* _Aim_
Copy out the part of the data running from the line that contains "A single marker falls on each instance of the man's shoulder" through the end of the data, word for word and including that first line. Leave the pictures out of your copy.

- - -

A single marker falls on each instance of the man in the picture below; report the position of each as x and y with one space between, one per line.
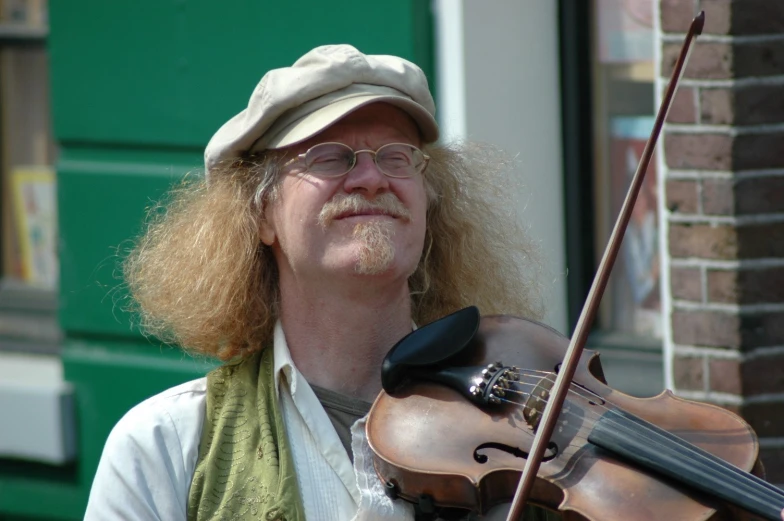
328 224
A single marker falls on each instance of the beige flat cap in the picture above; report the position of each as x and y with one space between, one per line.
291 104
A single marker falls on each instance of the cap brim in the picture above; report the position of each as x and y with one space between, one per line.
313 123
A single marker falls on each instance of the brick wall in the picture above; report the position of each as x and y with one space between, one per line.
723 155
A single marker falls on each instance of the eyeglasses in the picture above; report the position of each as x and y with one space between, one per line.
398 160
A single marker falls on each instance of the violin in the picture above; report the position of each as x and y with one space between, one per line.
480 411
611 456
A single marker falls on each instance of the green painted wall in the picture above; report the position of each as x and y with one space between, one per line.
137 90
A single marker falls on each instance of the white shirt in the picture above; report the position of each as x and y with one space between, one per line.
147 465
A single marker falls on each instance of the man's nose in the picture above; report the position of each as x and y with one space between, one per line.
366 177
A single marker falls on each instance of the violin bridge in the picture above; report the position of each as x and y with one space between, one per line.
489 387
533 409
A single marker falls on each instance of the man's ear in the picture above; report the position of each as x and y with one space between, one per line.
266 232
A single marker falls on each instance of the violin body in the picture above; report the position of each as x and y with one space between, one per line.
429 440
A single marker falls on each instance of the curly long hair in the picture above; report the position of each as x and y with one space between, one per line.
201 278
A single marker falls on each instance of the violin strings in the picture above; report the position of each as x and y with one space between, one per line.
739 478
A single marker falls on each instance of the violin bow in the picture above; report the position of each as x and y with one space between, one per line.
569 365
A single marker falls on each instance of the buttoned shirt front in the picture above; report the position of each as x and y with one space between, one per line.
149 459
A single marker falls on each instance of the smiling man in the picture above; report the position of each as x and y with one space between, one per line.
327 225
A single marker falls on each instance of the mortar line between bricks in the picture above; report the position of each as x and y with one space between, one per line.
739 220
730 399
722 398
712 352
729 130
771 443
720 38
724 174
685 305
751 81
695 262
719 353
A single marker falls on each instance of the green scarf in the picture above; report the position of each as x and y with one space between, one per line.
245 469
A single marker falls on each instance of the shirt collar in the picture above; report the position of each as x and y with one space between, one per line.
283 365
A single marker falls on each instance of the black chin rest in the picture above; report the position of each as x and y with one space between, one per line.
430 345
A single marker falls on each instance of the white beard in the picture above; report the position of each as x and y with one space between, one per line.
376 249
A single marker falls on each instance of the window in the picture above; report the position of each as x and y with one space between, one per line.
609 110
28 249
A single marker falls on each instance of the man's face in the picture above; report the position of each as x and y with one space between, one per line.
313 235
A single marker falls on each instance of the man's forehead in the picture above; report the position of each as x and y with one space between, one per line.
378 121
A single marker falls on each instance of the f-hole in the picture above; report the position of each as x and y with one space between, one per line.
550 452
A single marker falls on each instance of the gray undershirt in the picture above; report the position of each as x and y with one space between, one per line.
342 411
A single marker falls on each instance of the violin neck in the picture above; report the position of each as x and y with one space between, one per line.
654 448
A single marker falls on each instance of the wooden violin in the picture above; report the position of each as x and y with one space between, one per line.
611 456
477 412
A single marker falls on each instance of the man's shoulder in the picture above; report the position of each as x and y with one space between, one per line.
173 415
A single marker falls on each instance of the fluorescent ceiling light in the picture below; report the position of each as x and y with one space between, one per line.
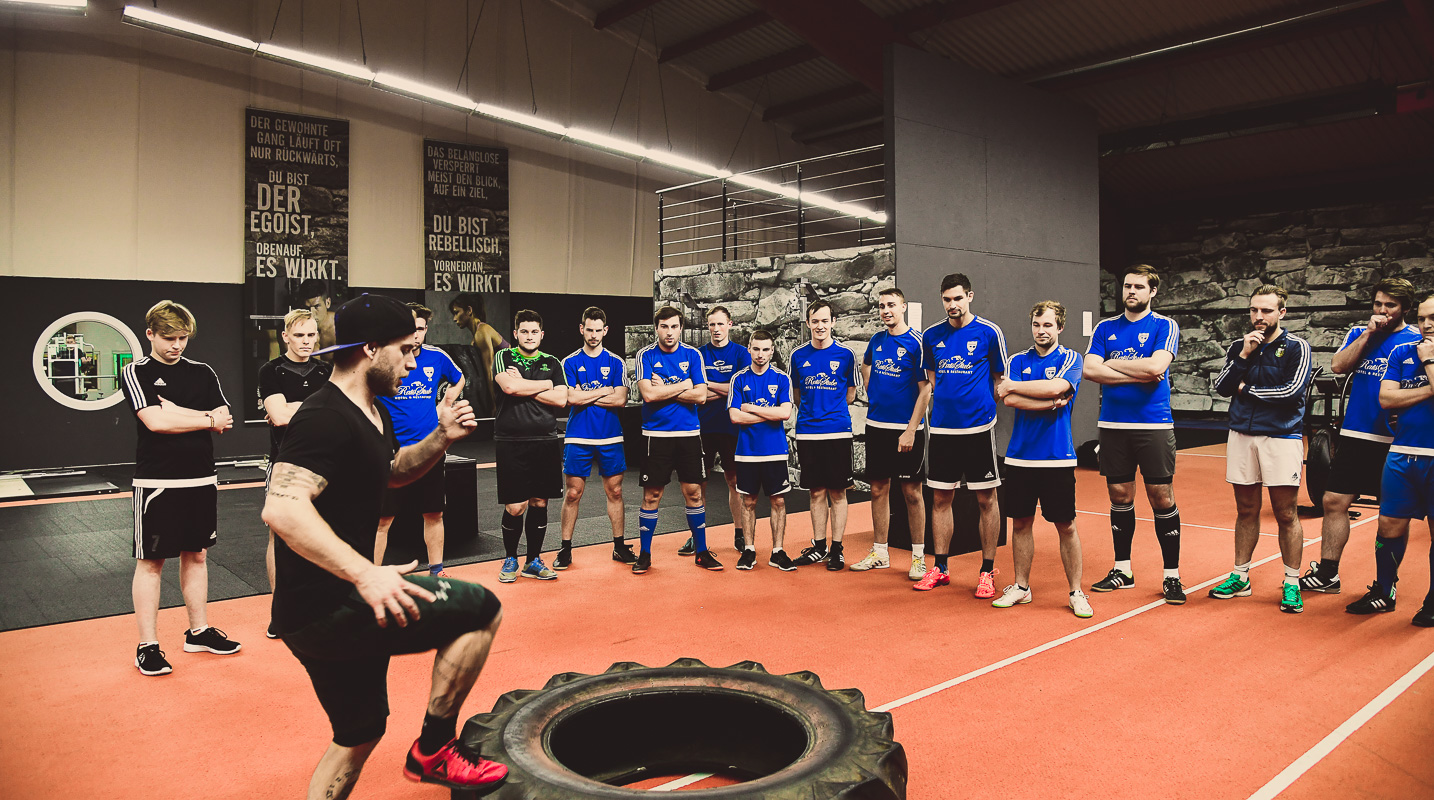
423 92
323 63
151 19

- - -

* _Right answer_
A single marker falls on each instance of the man's shoulder in the picture above; report the position of each as x and y with one space between, one per line.
173 415
A single marker falls on each instance of the fluorescent ceiling light in the picture below; report the position of each as x and y with one space between, one per line.
423 92
323 63
151 19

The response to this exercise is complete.